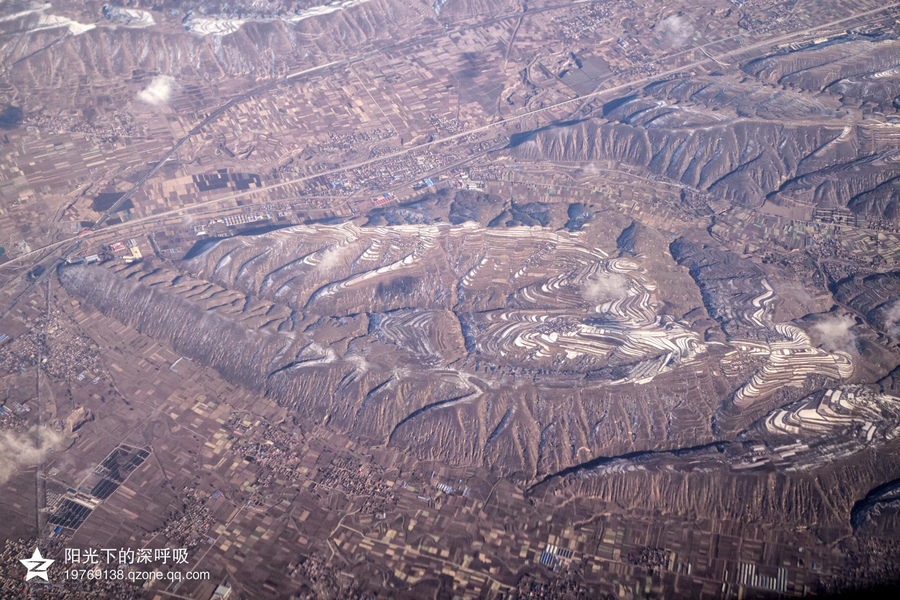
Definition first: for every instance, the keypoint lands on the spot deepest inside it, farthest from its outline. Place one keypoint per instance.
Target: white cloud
(158, 92)
(835, 332)
(20, 450)
(603, 287)
(892, 320)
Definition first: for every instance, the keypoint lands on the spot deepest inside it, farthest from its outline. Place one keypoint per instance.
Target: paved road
(768, 42)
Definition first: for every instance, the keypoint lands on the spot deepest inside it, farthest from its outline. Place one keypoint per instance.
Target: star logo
(37, 566)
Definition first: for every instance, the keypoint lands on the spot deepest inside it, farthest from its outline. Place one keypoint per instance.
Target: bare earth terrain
(454, 299)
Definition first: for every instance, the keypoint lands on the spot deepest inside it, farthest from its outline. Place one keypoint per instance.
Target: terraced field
(462, 325)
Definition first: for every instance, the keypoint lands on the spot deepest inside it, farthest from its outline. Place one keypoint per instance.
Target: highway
(70, 245)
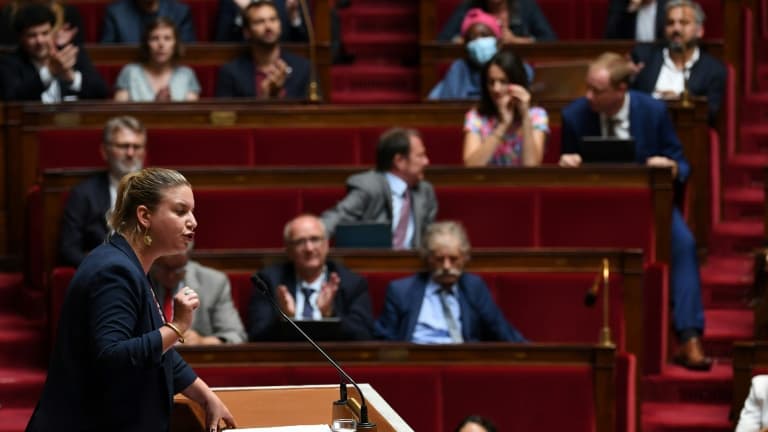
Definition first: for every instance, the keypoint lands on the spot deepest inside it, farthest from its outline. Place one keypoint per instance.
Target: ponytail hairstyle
(145, 187)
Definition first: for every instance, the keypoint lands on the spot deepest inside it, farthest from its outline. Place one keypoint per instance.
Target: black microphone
(363, 424)
(591, 296)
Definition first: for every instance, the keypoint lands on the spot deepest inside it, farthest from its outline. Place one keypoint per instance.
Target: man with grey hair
(84, 223)
(310, 287)
(444, 304)
(216, 321)
(394, 193)
(669, 68)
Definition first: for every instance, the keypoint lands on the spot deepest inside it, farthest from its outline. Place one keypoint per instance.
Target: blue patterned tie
(308, 311)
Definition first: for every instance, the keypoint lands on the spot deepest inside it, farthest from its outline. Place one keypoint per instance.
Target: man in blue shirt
(445, 304)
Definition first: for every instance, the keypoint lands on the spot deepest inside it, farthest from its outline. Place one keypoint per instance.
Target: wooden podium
(285, 406)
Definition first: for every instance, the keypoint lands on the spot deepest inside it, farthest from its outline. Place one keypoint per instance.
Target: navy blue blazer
(84, 222)
(649, 124)
(229, 24)
(707, 76)
(108, 370)
(531, 22)
(622, 24)
(352, 303)
(236, 78)
(125, 23)
(481, 318)
(20, 80)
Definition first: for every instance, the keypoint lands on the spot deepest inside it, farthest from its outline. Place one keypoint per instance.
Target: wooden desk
(600, 360)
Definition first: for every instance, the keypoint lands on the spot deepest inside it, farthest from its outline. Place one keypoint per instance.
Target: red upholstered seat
(570, 217)
(59, 282)
(549, 307)
(92, 13)
(206, 76)
(243, 218)
(109, 73)
(204, 14)
(306, 146)
(70, 148)
(199, 147)
(497, 393)
(493, 216)
(317, 200)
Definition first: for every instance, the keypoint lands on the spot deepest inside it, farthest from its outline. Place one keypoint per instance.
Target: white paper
(299, 428)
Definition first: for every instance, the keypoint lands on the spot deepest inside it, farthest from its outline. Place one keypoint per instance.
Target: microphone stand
(605, 331)
(362, 410)
(685, 96)
(314, 94)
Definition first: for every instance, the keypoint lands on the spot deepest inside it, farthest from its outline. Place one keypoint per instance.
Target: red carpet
(22, 356)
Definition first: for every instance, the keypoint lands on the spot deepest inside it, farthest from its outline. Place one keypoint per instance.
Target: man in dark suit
(125, 20)
(667, 67)
(38, 70)
(443, 305)
(394, 193)
(84, 223)
(610, 109)
(641, 20)
(310, 287)
(265, 71)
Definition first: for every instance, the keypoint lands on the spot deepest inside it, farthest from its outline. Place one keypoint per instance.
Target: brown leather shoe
(691, 356)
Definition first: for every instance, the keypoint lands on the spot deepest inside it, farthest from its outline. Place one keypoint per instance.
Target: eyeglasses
(313, 240)
(127, 146)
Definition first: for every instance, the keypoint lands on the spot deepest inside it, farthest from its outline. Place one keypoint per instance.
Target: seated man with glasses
(216, 321)
(310, 287)
(84, 223)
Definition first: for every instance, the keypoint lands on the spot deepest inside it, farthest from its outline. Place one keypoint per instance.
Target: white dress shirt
(398, 187)
(670, 77)
(621, 120)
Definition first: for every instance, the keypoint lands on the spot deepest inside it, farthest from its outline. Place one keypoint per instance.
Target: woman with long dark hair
(504, 129)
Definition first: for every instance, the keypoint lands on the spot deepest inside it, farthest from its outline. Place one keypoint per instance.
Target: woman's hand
(216, 412)
(184, 304)
(521, 99)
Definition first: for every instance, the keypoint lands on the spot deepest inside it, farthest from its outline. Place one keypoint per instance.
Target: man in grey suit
(394, 193)
(216, 321)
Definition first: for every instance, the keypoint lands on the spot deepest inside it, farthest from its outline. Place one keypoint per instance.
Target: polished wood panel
(601, 360)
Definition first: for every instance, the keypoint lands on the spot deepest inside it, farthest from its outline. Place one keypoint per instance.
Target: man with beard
(444, 304)
(310, 287)
(265, 71)
(39, 70)
(84, 223)
(666, 70)
(609, 108)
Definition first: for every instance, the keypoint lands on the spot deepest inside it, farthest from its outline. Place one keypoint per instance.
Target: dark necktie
(308, 311)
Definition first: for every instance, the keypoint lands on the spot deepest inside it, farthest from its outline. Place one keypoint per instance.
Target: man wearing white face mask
(481, 33)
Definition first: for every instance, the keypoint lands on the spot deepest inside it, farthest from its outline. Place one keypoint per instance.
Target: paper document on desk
(299, 428)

•••••

WORK REQUIRED: Return all of the entries exactly as written, but drop any pictures they hold.

OUTPUT OF THE TASK:
Definition first: for every instance, the keypoint lands on the spot deepest inside it, farthest from its outline. Place one keypoint per instance.
Target: white cloud
(158, 92)
(835, 332)
(20, 450)
(603, 287)
(892, 320)
Definition first: for every instance, the keypoint lands on the spot deepest inside it, farthest from its outline. Place one keypoint per instance.
Target: paved road
(768, 42)
Definition first: for every instance, the keypoint lands on the spot deepest inside it, farthest from its outline. Place one keypoint per instance.
Target: star logo
(37, 566)
Definition first: for every instance, the keypoint lands on the spot deepest inside it, farthest from its outline. Place one keypoint per instance.
Target: bare earth terrain
(454, 299)
Definition first: for every instance, the keypoint lands on the spot deepest inside it, farthest from its outline. Place one keypoint per instance.
Target: terraced field
(462, 325)
Definition first: for every instance, the keypoint lands on the spot deepest inside it, farthest from its outline. Place one keypoint per instance.
Target: highway
(70, 245)
Definition first: for every instance, the keypoint lands on the spot deepest inside it, farthest from its outline. Place one keypoint per instance.
Target: ponytail hairstyle
(145, 187)
Definition first: for every instance, the keypoint lands on the spot deepest inside it, farthest from its outline. Place one keypoint per instance.
Target: black microphone
(363, 424)
(591, 296)
Definition first: for every instance, the keypoint lands on the spot deepest inside it, farthest from its outline. Place one keypoint per instance.
Target: man with grey hair
(84, 223)
(310, 287)
(444, 304)
(216, 321)
(394, 193)
(669, 68)
Definition first: for every instance, the keypoint lands on the spot deepest inside it, farthest from its outline. Place one keypoint per instance.
Target: blue patterned tie
(308, 311)
Definition first: for every instance, the keypoint lands on the spot deepest inside it, farthest from its outline. Place one keypoint per instance.
Target: man in blue shirt
(445, 304)
Definition first: for every instance, the keypoint lands on the spot deepest inside it, farthest from its outline. Place one keypoint per instance.
Target: wooden podium
(285, 406)
Definition first: for every instance, the keypoint lands on the spot deepest inside it, farthest from its outline. Place one keypoint per instance.
Target: navy blue blazer
(84, 222)
(649, 124)
(229, 24)
(707, 76)
(108, 370)
(531, 22)
(622, 24)
(352, 303)
(236, 78)
(125, 23)
(481, 318)
(20, 80)
Definition first: for every instance, the keypoint lands on the spot deepest inside it, farthest from its outline. Place one keypoint per instance.
Target: wooden desk
(600, 360)
Definition first: for every instance, the keypoint lands on the spot deepest inside it, farthest from its outline. Place one keypoint per instance.
Target: red upholstered seat
(570, 217)
(59, 282)
(549, 307)
(92, 13)
(206, 76)
(243, 218)
(109, 73)
(204, 14)
(306, 146)
(70, 148)
(199, 147)
(497, 393)
(493, 216)
(317, 200)
Definition first: for every instance, the keypoint lands on the spot deepest inside it, farthest from its outline. Place one keypoint per instance.
Target: white paper
(299, 428)
Definition first: for every instance, the keypoint lands on the spot deepest inside it, farthest from its outline. Place one keypoint per instance.
Target: microphone stand
(605, 331)
(362, 410)
(685, 96)
(314, 94)
Definition first: for every instance, the keypoint lands on the spot deepest inside it, farthest from its outline. Place one keypoint per instance.
Target: red carpet
(22, 356)
Definition first: for every instance, the keypoint lands on the spot deepest inside it, farthest from its outline. Place one keypoint per instance.
Target: man in dark suit
(125, 20)
(667, 67)
(38, 70)
(443, 305)
(394, 193)
(84, 223)
(610, 109)
(641, 20)
(310, 287)
(265, 71)
Definition first: for every instance, the keypoint lands on the spot deepest inside it, farthest from its outline. Place one keypoint per instance.
Target: brown leather shoe
(691, 356)
Definition first: for every instance, the keypoint lands on the spot deepest inside it, farthest from its outline. Place one keypoint per instance.
Target: eyeglasses
(313, 240)
(127, 146)
Definition first: for every instance, the keypoint lands on the spot deepest inside it, farthest from its outline. Place one keypoint per instance.
Target: seated man with glasses
(216, 321)
(310, 287)
(84, 223)
Definition first: for every instance, the keypoint lands on the spot deepest inside it, farthest from its outline. Place one keypoint per instance.
Target: white dress shirt
(398, 187)
(670, 77)
(621, 120)
Definition first: for every instance, the keypoint lands on the spot deepest inside it, farthest from its outline. Place one keypoint per instance.
Target: woman with long dark hair
(504, 129)
Definition first: for every instance, the keypoint lands on the spot deepest inside it, farthest from its outline. Place one keypoint per instance.
Target: woman's hand
(216, 412)
(184, 304)
(521, 99)
Definition first: for every instance, the keypoint lands on the spot deepest inside it, farthest from its outline. Place one keypoint per instance.
Target: man in grey suit
(394, 193)
(216, 321)
Definition first: for every instance, the keypoint lands on the spot deepest inside it, farthest from its outline. Place one keypoint per instance.
Target: polished wood panel
(601, 360)
Definition first: for every instance, the keypoint lands on the spot deepest inside it, farthest from its outline. Place one keypoint per instance.
Target: man with beard
(444, 304)
(310, 287)
(265, 71)
(39, 70)
(84, 223)
(666, 70)
(609, 108)
Definition first: for every instance, the keypoint lands on the spot deepest inside it, farthest from its outline. Place one keypoint per instance.
Target: dark necktie
(308, 311)
Definition first: for every instance, the keypoint lands on the spot deepest inside it, farthest from its outline. Place one keypoint per instance.
Target: man wearing white face mask
(481, 33)
Definition first: for every instance, the keypoint lands on the spot deepest inside it, farthest from its outline. Place one keypoint per instance.
Target: paper document on desk
(299, 428)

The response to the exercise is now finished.